> PROBLEM SET:
a) Please list everything the passage on global credibility and the UN says the peoples of the world see when they look at us.
b) Answer these questions from the passage on global credibility and the UN:
(i) What does it call "not an easy thing to do"?
(ii) Into whose hands does it say resentment plays?
(iii) Which UN resolution does it name, and from what year?

> EXTRACTED TEXT:

** Begin **

I also suggest that we should look at our own credibility. This is not an easy thing to do. The peoples of the world do not necessarily see us as self-evident champions of the rule of law and arbiters of justice. They look at us and see rendition, Guantanamo Bay and torture. As we have heard, they see the story of arms sales to reactionary and oppressive regimes. They see us insisting that our nuclear arsenal is essential to our self-defence. They see our allies in the past as having not altogether clean hands on chemical warfare and they see us believing that somehow, if we are to make a contribution, our possession of these things must be taken for granted.

There is resentment in much of the world—we must face this—about being managed by the traditional great powers. This resentment plays into the hands of extremists and al-Qaeda. That is why the UN road is so important. If action is to be taken, it must be in the context of the widest possible global international consensus, not just among the traditional powers but among the deprived and excluded people of the world as a whole, because the world is seeking a change in the power balance. All this is absolutely central to how we approach the situation that we are debating.

Of course we must go on in the Security Council. We must not be fatalists but must keep at it. We must also think of the UN Uniting for Peace Resolution 377 of 1950 in the Korean context and make sure that whatever is done has widespread global endorsement and not just that of the traditional powers.

** End **

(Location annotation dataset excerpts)

** Begin **

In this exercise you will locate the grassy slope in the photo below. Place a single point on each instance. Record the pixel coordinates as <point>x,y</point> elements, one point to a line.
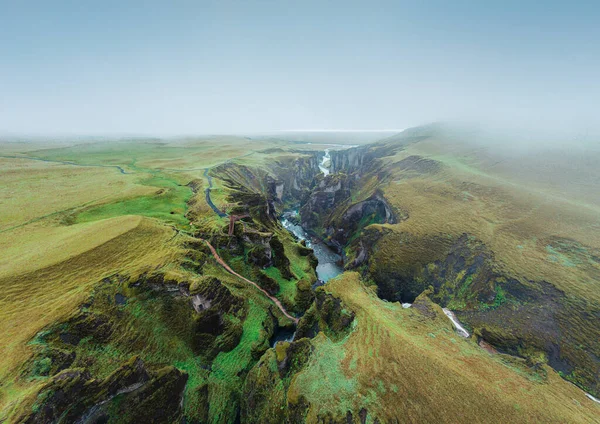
<point>48,290</point>
<point>49,268</point>
<point>399,365</point>
<point>517,218</point>
<point>30,189</point>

** End **

> RESPONSES BY TASK:
a)
- Rendition
- Guantanamo Bay
- Torture
- The story of arms sales to reactionary and oppressive regimes
- Us insisting that our nuclear arsenal is essential to our self-defence
- Our allies in the past as having not altogether clean hands on chemical warfare
- Us believing that, if we are to make a contribution, our possession of these things must be taken for granted

b)
(i) Looking at our own credibility.
(ii) The hands of extremists and al-Qaeda.
(iii) The Uniting for Peace Resolution 377, from 1950.